独立行政法人国立国際医療研究センター国府台病院児童精神科は1948年に開設された長い歴史を持つ,児童精神科医療のモデル的な診療の場を目指して活動を続けている診療科である。そして当院は震災直後より宮城県の要請を受け,宮城県石巻市内でこころのケア診療活動を行っており4),現時点でもその活動を継続している。
宮城県石巻市は宮城県東部に位置する人口16万人(被災前)の宮城県内第2の都市である。今回の震災では市内の沿岸部および北上川周辺で津波による莫大な被害が生じ,震災による死者および行方不明者は3,000人を超え,家屋の被害の甚大であったため重篤な外傷体験をした子ども達が多いと推察される。小児において深刻な外傷体験が心的外傷後ストレス障害(post-traumatic stress disorder;PTSD)を中心とした精神疾患への発症のきっかけとなる場合もあり1~3),子どものこころに対する十分な支援が必要とされる地域である。
元来この地域には児童精神科の専門医療施設は存在せず,市内の精神科医または小児科医および宮城県子ども総合センターの出張相談がその業務を補完するような形で行われていた。本稿ではこのような児童精神科とは馴染みのない地域で行ってきた当院の支援活動とその問題点について明らかにしたい。

----------

§ **課題**: 学習テキストでは、宮城県石巻市が子どものこころに対する十分な支援を必要とする地域とされています。その理由を1～3文で説明してください。 ここに続く行は参照する必要がありません。

----------

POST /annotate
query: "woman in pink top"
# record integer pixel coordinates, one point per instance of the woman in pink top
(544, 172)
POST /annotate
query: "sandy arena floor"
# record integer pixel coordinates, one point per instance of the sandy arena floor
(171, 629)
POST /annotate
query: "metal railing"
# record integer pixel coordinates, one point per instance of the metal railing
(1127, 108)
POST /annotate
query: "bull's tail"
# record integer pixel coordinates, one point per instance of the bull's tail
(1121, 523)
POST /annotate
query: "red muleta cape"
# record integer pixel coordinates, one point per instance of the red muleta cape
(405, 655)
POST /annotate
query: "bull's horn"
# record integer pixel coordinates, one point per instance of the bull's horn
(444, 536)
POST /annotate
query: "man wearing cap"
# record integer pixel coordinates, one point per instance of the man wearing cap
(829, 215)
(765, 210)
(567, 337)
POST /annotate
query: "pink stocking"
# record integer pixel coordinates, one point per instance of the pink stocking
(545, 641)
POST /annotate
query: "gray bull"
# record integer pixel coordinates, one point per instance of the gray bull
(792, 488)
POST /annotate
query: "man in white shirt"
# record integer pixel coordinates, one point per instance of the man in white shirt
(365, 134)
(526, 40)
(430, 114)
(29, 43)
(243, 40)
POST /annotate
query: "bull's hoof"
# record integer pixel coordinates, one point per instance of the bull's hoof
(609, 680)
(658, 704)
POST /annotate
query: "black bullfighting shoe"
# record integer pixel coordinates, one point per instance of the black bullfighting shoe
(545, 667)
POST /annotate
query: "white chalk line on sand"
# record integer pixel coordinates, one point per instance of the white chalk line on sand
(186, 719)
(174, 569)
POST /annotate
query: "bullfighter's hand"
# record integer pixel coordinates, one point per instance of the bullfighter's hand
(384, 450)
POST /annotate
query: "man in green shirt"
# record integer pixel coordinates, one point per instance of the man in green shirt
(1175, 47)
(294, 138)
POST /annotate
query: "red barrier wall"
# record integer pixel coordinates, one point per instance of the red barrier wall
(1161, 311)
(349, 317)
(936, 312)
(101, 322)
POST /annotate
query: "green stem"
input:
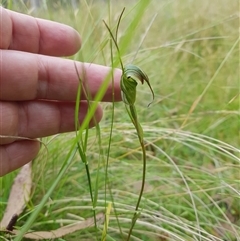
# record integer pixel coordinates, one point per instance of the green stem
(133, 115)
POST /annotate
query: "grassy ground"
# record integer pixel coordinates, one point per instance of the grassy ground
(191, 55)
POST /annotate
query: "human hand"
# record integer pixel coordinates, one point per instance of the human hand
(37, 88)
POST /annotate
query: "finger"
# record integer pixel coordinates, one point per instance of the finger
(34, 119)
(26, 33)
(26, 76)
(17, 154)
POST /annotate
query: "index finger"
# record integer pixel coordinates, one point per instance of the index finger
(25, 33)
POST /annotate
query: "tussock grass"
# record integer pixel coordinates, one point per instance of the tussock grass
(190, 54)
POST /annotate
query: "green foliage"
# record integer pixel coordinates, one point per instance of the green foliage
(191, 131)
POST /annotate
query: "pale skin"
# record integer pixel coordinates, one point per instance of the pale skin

----------

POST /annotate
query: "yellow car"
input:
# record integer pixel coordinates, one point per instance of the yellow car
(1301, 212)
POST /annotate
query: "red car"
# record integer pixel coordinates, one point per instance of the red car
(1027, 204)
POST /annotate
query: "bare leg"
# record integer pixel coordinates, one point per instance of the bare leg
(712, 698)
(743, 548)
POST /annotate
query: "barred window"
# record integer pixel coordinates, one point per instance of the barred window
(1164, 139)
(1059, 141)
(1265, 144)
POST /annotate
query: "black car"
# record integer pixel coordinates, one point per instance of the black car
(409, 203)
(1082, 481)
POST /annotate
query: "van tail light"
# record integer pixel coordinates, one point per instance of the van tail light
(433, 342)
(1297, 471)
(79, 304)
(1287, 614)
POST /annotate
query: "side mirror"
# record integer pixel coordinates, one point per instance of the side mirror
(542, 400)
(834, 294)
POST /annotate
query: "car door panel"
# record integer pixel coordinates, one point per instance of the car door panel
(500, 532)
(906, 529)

----------

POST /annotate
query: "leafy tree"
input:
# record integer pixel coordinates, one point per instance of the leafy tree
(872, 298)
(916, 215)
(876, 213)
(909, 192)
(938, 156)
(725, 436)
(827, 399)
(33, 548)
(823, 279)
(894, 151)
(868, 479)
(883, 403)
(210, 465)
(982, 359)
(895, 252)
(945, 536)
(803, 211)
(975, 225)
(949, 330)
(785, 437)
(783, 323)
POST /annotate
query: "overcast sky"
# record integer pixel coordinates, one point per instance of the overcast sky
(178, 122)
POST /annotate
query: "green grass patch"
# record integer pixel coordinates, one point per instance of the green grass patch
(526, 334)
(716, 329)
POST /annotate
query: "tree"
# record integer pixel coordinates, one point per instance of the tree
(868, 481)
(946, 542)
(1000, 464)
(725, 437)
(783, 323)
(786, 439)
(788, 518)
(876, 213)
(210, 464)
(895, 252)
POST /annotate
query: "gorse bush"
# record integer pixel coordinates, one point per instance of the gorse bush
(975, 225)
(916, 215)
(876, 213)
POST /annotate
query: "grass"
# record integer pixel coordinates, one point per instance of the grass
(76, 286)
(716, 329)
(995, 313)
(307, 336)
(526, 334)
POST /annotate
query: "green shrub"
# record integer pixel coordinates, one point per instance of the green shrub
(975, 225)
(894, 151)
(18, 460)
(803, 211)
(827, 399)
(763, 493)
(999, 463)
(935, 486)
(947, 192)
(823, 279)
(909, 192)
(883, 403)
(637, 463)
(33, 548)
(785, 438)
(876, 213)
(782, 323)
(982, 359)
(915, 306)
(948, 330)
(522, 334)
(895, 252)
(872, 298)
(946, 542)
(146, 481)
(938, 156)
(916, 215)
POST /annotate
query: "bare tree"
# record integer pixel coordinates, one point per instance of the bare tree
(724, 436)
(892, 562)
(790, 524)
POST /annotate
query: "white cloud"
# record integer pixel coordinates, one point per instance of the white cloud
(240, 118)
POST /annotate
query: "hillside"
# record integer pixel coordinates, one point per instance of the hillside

----------

§ **解答**: 震災で沿岸部や北上川周辺が津波による莫大な被害を受け、死者・行方不明者が3,000人を超え、家屋の被害も甚大だったため、重篤な外傷体験をした子どもが多いと推察されるからです。また、小児では深刻な外傷体験がPTSDを中心とした精神疾患の発症のきっかけとなる場合があるためです。